> [What is being asked]
Where a line below holds the string "building", that line goes into the answer.

> [Supplied material]
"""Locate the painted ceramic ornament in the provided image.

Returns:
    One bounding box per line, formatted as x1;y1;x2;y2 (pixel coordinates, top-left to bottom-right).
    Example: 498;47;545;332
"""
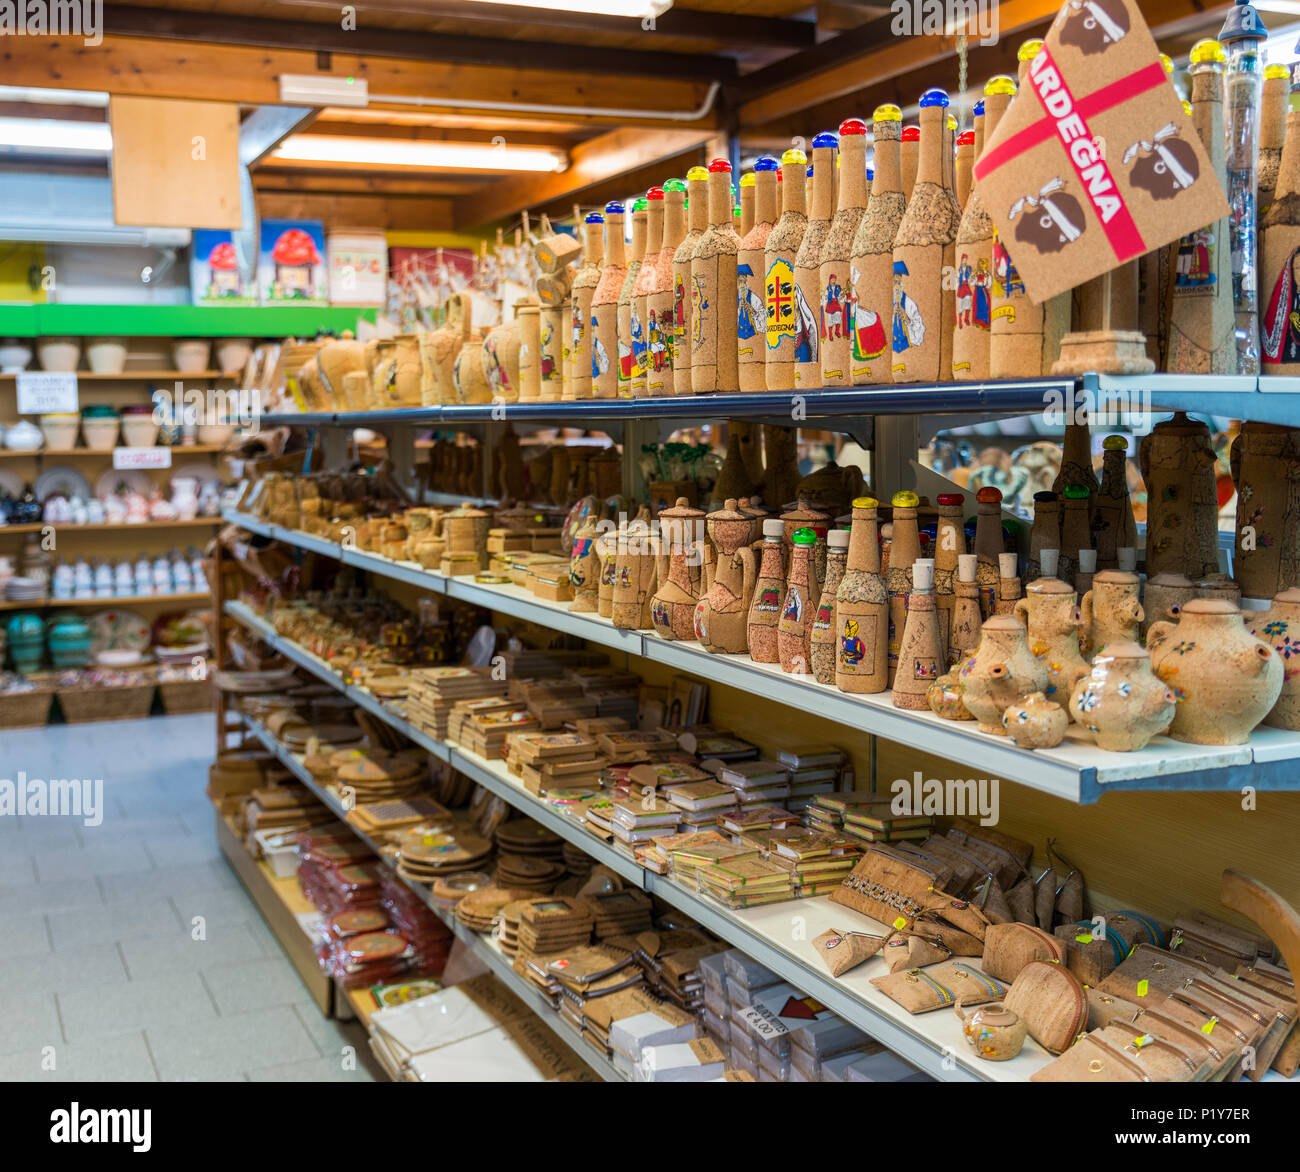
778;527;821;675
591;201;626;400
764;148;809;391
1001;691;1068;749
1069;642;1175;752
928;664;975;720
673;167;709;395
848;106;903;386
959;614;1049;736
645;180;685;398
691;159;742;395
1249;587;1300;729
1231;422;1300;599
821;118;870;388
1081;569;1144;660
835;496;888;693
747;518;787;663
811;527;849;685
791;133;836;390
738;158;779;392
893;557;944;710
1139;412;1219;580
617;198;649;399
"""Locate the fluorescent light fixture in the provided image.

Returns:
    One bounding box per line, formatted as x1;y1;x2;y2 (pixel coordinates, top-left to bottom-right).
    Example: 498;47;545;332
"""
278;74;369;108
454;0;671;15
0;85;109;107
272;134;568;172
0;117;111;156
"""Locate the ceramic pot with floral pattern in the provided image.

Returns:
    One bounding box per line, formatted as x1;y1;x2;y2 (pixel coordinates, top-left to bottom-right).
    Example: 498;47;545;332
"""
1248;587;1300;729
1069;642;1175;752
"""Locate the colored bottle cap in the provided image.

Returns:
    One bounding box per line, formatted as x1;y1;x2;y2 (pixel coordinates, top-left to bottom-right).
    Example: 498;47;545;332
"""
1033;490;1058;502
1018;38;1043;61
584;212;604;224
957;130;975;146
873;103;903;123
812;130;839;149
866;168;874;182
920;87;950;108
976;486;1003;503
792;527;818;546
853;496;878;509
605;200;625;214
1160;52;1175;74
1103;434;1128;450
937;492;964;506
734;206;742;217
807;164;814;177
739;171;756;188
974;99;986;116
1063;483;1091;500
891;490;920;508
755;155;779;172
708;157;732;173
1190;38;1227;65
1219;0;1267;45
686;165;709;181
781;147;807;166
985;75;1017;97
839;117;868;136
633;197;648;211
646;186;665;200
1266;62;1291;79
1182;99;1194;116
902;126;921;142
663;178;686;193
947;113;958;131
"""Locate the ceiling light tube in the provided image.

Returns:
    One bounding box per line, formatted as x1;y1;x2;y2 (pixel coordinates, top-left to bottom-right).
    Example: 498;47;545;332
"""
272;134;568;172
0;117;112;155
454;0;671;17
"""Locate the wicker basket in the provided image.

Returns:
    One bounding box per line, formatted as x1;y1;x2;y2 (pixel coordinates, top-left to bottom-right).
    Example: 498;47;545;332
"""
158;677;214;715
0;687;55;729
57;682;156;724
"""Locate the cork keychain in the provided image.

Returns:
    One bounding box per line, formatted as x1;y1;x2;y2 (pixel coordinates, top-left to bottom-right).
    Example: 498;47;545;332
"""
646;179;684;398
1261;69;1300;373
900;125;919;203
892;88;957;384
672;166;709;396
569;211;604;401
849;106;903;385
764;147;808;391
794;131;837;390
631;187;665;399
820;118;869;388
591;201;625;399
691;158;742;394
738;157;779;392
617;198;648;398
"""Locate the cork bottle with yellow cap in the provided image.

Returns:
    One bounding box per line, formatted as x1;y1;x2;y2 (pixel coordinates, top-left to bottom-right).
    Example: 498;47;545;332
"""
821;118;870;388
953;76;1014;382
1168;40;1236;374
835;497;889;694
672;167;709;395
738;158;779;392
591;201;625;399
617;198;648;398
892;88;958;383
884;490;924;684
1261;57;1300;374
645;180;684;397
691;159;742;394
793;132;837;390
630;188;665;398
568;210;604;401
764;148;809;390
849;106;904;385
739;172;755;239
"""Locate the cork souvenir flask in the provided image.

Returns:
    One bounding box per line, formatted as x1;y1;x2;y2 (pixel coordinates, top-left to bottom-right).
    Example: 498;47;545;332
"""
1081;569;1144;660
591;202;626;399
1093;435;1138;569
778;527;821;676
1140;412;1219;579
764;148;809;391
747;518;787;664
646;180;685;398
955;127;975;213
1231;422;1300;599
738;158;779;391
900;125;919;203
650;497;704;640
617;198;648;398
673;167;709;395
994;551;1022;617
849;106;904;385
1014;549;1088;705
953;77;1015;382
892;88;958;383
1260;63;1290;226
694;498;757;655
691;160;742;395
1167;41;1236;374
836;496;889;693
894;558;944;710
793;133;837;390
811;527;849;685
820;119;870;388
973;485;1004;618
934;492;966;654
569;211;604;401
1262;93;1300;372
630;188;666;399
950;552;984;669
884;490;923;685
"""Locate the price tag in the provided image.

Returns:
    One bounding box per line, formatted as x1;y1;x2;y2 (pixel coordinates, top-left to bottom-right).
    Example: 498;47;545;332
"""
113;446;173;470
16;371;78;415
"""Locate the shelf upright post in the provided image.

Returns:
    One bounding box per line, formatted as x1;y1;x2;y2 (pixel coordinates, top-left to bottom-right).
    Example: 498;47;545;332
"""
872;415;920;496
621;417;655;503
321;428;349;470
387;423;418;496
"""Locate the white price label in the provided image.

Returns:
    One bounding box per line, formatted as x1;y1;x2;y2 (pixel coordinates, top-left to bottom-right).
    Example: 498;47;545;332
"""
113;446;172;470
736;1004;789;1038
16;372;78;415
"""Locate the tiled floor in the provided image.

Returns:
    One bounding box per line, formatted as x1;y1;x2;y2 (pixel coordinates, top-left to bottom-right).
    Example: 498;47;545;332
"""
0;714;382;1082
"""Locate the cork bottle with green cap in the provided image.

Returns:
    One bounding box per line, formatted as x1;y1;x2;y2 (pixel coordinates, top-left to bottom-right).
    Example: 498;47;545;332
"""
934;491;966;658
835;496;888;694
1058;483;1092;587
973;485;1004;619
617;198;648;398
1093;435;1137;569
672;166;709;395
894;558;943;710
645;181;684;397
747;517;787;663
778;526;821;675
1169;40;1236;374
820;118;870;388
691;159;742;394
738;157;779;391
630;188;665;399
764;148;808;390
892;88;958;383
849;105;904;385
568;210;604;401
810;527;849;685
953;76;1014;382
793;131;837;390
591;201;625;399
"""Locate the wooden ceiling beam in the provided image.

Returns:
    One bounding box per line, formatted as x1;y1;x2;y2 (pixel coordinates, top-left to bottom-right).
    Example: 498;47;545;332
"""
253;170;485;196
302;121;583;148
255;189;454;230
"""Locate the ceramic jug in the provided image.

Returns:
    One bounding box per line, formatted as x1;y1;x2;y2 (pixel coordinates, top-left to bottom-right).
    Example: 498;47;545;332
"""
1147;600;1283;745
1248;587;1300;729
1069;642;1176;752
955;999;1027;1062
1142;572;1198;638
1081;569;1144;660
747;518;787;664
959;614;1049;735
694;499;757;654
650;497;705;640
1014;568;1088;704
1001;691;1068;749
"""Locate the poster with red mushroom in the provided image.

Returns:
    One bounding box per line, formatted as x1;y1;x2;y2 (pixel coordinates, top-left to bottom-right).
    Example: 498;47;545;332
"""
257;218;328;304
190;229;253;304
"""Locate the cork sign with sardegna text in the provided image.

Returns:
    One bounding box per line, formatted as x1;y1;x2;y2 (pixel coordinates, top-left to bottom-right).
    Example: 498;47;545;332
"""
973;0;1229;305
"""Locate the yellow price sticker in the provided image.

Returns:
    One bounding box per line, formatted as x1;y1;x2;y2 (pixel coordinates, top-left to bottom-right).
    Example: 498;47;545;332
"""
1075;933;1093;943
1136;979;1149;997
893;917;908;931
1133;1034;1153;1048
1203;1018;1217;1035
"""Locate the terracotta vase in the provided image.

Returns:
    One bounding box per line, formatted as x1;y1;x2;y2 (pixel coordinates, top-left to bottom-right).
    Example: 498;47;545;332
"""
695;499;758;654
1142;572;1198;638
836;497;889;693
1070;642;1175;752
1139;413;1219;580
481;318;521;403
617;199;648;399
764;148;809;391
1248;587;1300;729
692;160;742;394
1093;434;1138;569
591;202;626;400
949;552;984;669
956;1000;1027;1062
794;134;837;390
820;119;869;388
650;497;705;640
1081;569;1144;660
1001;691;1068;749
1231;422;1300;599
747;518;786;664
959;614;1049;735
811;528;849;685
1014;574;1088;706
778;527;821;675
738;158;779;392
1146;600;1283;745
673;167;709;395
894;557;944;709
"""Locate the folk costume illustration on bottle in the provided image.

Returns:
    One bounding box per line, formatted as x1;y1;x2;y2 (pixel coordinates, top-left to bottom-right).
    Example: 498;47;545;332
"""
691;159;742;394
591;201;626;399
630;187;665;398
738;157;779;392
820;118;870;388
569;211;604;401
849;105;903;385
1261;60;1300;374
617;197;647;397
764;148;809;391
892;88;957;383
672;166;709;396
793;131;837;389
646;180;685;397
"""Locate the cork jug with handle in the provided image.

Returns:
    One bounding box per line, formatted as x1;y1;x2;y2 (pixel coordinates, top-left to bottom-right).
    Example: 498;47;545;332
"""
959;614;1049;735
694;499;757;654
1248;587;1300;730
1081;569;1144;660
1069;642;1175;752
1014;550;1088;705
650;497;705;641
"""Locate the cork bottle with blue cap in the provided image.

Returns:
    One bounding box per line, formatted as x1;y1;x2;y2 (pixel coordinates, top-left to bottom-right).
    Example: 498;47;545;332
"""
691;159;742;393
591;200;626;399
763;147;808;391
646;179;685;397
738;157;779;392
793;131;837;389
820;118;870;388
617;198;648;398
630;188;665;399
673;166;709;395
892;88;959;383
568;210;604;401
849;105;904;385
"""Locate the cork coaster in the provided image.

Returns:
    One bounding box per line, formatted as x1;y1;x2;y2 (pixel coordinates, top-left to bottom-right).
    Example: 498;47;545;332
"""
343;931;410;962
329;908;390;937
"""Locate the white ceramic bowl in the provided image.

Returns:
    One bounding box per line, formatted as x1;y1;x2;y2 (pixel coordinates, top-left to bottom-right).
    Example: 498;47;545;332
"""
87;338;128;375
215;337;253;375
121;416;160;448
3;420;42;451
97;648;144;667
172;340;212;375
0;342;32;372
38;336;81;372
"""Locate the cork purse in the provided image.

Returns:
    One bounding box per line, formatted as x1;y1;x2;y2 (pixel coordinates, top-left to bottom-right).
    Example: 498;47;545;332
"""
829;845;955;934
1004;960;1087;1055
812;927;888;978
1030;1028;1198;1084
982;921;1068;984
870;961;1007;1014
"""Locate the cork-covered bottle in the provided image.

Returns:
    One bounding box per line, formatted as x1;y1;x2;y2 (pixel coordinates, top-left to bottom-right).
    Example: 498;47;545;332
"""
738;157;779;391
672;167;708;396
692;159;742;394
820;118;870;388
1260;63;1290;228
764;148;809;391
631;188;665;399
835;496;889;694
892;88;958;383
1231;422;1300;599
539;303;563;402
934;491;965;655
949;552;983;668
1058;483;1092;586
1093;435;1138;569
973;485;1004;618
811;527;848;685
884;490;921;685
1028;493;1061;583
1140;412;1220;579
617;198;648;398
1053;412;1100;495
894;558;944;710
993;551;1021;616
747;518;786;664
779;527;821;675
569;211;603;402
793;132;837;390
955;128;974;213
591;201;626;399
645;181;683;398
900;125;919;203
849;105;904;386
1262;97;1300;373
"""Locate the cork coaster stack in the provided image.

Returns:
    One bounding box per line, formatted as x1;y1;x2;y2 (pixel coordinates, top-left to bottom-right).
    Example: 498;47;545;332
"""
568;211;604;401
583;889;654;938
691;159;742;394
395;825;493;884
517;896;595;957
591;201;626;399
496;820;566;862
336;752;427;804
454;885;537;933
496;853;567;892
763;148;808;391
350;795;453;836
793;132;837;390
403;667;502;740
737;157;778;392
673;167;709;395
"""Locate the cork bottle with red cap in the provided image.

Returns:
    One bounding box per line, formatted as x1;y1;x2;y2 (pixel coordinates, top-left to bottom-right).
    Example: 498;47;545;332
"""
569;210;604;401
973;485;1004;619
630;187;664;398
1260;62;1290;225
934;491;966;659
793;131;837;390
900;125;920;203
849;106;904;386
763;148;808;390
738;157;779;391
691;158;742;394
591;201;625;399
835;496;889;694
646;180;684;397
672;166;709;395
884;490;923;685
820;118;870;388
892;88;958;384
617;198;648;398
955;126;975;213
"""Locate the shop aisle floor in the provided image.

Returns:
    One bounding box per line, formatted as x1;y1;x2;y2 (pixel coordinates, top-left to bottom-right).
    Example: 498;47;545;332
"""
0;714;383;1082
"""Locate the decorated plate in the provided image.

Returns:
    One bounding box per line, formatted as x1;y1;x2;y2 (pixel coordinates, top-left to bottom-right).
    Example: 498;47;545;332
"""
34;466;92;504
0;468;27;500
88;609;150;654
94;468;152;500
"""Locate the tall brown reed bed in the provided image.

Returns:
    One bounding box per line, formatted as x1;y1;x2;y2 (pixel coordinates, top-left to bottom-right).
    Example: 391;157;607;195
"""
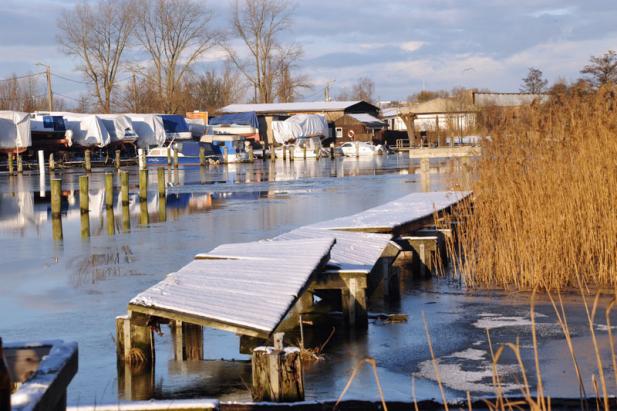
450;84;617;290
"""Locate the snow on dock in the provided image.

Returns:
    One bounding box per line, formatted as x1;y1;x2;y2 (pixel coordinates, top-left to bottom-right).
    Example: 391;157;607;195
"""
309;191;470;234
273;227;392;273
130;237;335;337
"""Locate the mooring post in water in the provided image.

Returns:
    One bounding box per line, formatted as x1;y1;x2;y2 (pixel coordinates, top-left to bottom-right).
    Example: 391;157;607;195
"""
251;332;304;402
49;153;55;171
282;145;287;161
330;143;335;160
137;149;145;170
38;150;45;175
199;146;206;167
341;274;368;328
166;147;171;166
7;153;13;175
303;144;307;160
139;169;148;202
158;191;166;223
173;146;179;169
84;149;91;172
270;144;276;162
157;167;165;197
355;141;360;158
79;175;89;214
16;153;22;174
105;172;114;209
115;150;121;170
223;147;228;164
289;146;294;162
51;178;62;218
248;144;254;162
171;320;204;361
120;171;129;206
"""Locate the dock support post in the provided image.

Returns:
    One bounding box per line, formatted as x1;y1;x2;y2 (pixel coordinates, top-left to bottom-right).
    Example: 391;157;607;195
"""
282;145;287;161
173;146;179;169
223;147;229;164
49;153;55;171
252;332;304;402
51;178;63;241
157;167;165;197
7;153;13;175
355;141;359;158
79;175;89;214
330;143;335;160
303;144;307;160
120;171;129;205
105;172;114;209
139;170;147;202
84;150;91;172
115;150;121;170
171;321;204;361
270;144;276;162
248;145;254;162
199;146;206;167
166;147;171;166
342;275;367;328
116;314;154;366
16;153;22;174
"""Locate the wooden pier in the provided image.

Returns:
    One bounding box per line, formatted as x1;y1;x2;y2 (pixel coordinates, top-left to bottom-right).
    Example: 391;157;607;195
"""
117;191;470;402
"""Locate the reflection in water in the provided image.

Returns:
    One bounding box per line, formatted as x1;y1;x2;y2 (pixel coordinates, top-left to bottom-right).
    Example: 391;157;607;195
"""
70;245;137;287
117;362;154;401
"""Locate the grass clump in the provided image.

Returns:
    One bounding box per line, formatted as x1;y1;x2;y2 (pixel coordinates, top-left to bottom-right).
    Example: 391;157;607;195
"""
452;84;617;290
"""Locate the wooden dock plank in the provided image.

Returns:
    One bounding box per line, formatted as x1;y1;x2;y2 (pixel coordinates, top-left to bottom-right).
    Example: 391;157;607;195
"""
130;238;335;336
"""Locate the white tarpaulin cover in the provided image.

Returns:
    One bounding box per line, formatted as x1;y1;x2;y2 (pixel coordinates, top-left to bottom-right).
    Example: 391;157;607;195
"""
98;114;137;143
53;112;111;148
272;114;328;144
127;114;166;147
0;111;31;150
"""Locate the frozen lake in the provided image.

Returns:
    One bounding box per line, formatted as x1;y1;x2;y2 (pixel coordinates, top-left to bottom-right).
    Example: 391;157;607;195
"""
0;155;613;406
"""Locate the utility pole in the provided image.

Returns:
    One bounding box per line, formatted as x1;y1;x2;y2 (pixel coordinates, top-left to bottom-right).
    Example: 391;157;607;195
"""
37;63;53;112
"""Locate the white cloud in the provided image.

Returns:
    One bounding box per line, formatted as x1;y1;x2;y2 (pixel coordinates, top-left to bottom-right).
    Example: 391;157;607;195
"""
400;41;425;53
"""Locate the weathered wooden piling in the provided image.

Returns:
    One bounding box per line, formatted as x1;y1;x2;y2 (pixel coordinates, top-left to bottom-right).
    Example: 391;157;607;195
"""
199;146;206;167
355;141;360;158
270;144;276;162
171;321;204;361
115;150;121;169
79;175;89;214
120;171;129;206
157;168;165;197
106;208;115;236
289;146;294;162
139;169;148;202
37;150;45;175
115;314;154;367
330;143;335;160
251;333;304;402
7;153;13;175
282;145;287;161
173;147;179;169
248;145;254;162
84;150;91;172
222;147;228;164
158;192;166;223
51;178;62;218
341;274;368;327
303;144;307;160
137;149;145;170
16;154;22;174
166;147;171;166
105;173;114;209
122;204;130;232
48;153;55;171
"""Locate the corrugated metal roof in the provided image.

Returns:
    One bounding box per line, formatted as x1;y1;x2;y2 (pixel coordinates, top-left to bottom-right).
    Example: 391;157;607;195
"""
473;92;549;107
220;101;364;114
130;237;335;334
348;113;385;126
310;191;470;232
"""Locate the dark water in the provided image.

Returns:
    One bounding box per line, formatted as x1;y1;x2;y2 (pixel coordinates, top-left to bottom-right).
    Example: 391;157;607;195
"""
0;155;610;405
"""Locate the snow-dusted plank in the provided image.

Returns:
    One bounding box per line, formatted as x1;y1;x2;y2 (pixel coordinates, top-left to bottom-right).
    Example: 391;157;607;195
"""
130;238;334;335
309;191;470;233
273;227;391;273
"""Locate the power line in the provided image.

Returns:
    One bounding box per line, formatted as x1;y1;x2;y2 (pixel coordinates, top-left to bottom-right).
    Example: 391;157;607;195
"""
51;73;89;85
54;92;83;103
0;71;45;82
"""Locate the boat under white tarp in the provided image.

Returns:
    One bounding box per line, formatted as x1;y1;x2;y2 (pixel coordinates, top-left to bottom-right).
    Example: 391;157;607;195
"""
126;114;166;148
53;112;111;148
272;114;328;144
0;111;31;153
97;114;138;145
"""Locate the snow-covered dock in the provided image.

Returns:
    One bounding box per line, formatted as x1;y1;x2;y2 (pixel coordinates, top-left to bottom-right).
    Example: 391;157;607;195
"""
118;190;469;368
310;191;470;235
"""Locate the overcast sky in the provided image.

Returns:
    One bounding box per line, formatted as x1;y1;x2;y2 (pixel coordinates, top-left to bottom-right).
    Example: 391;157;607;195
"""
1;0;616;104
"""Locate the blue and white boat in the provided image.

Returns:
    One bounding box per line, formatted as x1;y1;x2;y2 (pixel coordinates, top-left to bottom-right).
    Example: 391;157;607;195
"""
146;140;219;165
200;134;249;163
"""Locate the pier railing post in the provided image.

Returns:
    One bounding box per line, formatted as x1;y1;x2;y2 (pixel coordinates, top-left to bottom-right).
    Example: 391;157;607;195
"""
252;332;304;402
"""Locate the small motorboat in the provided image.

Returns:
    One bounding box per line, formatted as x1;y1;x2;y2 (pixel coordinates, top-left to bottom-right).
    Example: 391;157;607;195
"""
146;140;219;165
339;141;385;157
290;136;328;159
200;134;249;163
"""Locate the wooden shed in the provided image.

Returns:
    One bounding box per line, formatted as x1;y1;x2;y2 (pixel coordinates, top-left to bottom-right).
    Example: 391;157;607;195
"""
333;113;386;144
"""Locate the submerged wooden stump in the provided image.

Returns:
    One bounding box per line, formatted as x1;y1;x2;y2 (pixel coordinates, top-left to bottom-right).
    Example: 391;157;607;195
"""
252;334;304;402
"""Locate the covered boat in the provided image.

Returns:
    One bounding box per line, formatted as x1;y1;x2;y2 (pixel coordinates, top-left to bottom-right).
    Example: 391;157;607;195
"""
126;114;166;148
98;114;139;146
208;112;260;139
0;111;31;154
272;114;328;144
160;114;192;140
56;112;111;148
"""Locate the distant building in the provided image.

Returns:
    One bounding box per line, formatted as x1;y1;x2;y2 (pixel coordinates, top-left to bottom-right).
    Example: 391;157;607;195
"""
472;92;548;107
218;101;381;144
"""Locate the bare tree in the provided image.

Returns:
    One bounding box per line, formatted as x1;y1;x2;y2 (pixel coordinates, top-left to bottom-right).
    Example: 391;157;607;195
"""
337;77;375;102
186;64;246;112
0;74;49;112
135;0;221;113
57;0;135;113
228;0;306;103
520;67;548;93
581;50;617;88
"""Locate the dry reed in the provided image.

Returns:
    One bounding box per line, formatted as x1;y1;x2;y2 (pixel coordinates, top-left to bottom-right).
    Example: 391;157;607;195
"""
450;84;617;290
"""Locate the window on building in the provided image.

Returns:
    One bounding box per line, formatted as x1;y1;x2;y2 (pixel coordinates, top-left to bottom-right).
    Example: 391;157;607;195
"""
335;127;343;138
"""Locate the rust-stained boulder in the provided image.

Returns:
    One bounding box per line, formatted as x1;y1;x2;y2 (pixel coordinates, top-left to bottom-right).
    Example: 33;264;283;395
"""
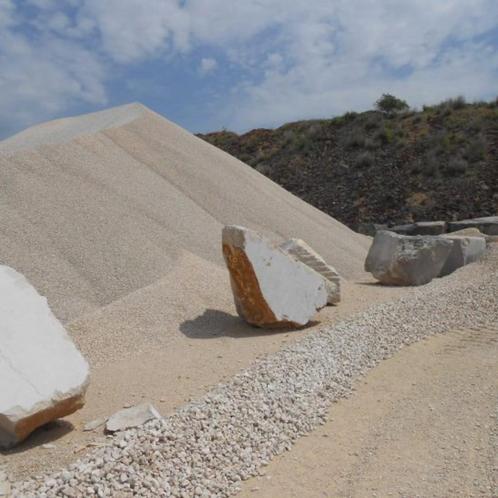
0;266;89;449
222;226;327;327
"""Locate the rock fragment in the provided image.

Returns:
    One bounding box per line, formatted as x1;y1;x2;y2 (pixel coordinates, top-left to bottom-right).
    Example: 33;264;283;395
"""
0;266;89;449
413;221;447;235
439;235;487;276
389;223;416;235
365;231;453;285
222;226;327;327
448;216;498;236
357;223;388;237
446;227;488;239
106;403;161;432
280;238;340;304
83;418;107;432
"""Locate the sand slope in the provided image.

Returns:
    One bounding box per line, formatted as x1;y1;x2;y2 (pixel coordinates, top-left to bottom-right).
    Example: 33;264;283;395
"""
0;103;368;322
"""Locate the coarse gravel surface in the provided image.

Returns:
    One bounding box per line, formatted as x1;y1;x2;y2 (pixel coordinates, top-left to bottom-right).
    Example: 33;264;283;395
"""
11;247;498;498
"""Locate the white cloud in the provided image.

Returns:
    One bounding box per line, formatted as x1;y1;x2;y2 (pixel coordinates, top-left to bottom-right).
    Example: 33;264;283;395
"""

> [Finished task]
"""Locate the distant building in the provided image.
"""Locate the window on building in the provided image.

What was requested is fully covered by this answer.